What to work on: Output the records exactly, with no line skipped.

Segment Start: Material to process

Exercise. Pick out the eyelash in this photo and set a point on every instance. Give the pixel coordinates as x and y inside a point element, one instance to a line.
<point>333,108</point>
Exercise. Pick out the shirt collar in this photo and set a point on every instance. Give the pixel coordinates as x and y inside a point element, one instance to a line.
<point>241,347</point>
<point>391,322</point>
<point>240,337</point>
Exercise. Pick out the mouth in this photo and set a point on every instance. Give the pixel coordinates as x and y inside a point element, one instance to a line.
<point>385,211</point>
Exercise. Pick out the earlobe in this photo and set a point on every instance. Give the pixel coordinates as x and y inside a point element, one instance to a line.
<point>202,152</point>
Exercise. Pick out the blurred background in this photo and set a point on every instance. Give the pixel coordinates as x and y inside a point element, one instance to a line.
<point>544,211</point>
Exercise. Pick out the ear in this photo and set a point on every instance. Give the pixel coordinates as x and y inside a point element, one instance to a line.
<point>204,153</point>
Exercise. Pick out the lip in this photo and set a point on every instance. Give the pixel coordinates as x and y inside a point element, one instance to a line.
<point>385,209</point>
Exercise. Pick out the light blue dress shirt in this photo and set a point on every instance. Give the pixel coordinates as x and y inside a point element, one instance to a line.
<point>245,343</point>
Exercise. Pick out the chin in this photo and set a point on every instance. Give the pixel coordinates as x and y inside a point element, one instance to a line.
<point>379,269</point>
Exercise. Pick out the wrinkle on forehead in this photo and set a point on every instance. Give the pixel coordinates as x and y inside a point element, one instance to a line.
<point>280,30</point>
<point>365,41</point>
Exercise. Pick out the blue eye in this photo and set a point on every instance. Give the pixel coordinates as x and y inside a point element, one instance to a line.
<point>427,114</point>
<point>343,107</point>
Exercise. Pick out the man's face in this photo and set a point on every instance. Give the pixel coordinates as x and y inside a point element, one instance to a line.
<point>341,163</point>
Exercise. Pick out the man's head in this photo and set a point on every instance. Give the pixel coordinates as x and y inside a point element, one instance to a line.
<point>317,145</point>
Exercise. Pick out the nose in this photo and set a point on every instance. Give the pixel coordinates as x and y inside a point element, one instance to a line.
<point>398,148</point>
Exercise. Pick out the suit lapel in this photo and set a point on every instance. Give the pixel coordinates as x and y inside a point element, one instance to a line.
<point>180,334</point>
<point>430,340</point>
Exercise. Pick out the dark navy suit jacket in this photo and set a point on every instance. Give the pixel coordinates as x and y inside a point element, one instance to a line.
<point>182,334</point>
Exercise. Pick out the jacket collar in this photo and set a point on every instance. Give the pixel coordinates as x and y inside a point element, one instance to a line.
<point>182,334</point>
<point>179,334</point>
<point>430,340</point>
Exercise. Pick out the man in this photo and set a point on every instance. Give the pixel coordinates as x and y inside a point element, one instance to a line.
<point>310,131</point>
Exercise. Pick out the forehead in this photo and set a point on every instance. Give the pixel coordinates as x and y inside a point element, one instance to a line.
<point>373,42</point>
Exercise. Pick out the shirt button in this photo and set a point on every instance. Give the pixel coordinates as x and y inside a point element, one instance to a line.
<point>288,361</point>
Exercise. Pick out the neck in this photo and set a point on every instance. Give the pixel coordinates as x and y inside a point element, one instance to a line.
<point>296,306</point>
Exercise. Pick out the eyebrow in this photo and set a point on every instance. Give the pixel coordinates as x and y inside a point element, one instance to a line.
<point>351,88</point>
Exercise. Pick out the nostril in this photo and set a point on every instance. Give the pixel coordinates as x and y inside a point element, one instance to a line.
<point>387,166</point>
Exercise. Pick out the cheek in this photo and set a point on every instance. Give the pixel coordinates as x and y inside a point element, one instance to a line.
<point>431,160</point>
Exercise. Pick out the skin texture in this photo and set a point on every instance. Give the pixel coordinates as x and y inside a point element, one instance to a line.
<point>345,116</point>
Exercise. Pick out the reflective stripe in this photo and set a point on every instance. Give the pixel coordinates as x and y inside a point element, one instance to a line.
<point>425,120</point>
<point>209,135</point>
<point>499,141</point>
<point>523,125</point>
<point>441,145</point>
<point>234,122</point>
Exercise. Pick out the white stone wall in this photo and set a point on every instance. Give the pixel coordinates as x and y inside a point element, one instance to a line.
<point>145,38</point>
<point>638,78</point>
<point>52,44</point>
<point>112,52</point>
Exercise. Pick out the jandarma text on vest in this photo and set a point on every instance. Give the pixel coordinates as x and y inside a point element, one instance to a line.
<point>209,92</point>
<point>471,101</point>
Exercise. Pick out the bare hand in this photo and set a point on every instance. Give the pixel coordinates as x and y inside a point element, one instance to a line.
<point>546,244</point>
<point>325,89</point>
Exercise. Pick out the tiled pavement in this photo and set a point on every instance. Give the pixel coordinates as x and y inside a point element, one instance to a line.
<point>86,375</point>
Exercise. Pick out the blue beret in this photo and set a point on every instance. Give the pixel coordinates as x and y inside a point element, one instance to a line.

Segment End: Material to process

Response:
Exercise. Pick out the eyelash in this photo and set a point on every instance. Give the pixel coordinates as x and y inside a point element, one instance to a line.
<point>333,108</point>
Exercise. Pick out the shirt collar in this photo and set a point on every instance. Give the pixel coordinates as x and y inside a point element, one instance to a line.
<point>241,347</point>
<point>391,322</point>
<point>240,337</point>
Exercise. Pick out the mouth in this photo and set a point on every instance. Give the pixel coordinates as x and y inside a point element, one instance to a line.
<point>385,211</point>
Exercise. Pick out the earlobe in this photo and set a point on every instance. Give the pixel coordinates as x and y inside a point element, one instance to a line.
<point>202,152</point>
Exercise. Pick out the blurred background in this photo and set a point on every instance. Give the pixel coordinates as x and y inside a point element, one instance to a line.
<point>544,211</point>
Exercise. Pick out the ear in this photo and set a point on every instance. Give the pixel coordinates as x and y inside a point element, one instance to a line.
<point>204,153</point>
Exercise. Pick out the lip in this photo and set a point on every instance. Give the pixel coordinates as x and y inside a point element, one instance to a line.
<point>385,209</point>
Exercise. Pick out the light blue dress shirt in this photo and set a point on every instance. Give the pixel coordinates as x and y inside a point element, one instance to a line.
<point>245,343</point>
Exercise. Pick out the chin in this photo and set a point on every instance. Give the pixel coordinates as x and y inside a point element, one instance to a line.
<point>379,269</point>
Exercise. Pick out the wrinkle on forehead in this photo and set a point on every instance. Give the pixel coordinates as x and y inside a point element, one instance to a line.
<point>280,30</point>
<point>365,41</point>
Exercise. Pick out the blue eye in this photo and set a point on every instance. Give the pixel coordinates as x and y inside a point element, one instance to a line.
<point>427,114</point>
<point>343,107</point>
Exercise. Pick out the man's face in this photo and set a point on every instance. Give the pixel coordinates as x and y inside a point element, one instance to a line.
<point>341,163</point>
Exercise. Pick out the man's head in this photo and set a point on every instance. Give the pixel coordinates as x and y inside a point element, one instance to a line.
<point>317,145</point>
Exercise. Pick out the nose in this photo and set a point on every instance. Give the pixel coordinates as x and y inside a point element, one instance to a line.
<point>398,148</point>
Exercise. Pick out the suit lapel in this photo and set a point on every instance. Give the pixel coordinates as x and y inside a point element, one instance to a line.
<point>180,334</point>
<point>430,340</point>
Exercise. Pick out the dark navy suit jacket in this photo and set a point on every instance. Give the pixel coordinates as x and y inside a point element, one instance to a line.
<point>182,334</point>
Exercise. Pick out the jacket collar in this photo and set a point on every instance. Give the pixel coordinates as x and y inside a point element, one instance to a line.
<point>182,334</point>
<point>179,334</point>
<point>430,340</point>
Exercise. Pick out the man in this photo and set a point on every instance. Give the pixel coordinates as x and y inside a point element, one instance to a line.
<point>310,131</point>
Exercise. Pick out the forehead in this photo and set a point on every instance. Give the pixel coordinates as x and y inside a point element, one instance to a line.
<point>373,42</point>
Exercise. Pick out the shirt button in this photo and set a point on every instance. Give the pixel coordinates as x and y inside a point element, one instance to a line.
<point>288,361</point>
Exercise. Pick out the neck in this photo and set a point on every instance. Give the pixel coordinates as x and y inside a point element, one instance to a line.
<point>296,306</point>
Exercise. Pick out the eyebrow in this photo and set a point on every instance. Give the pixel coordinates as x and y inside a point element, one instance to a line.
<point>351,88</point>
Exercise. Pick out the nostril in this photo and set a point on every instance. Give the pixel coordinates as x and y inside a point element, one instance to a line.
<point>387,166</point>
Exercise. Pick out the cheek in this photo and set a point on every instance. Give the pixel coordinates as x and y inside a point element, one instance to a line.
<point>431,160</point>
Exercise. Pick out the skin texture in this photo and set a point on every instance. Give the pixel coordinates as x and y inside a point element, one instance to a line.
<point>345,116</point>
Exercise. Pick out the reflective stripe in this photo and set a point on every instance. Give the pixel coordinates as x and y inside a point element, one instance to a line.
<point>425,120</point>
<point>209,135</point>
<point>499,141</point>
<point>523,125</point>
<point>441,145</point>
<point>234,122</point>
Exercise. Pick out the white stone wall in this photo and set a point on every instance. Give the pixel coordinates as x and y inside a point element, one instance to a line.
<point>145,38</point>
<point>638,78</point>
<point>52,44</point>
<point>112,52</point>
Exercise. Pick out the jandarma text on vest in this photo and set a point on every instance. Give the pixel coordinates as x and y inside a point element, one instance to a line.
<point>209,92</point>
<point>471,101</point>
Exercise. Pick out the bare hand in this photo and set a point on every instance. Give the pixel coordinates as x and y inside a point element, one instance to a line.
<point>546,244</point>
<point>325,89</point>
Exercise. Pick out the tiled pavement in this photo and set a point on every instance. Give the pixel coordinates as x and y inside a point element, one instance to a line.
<point>86,375</point>
Exercise. Pick out the blue beret in this photo and set a point on every instance. Give the pixel coordinates as x and y inside a point element, one instance to a line.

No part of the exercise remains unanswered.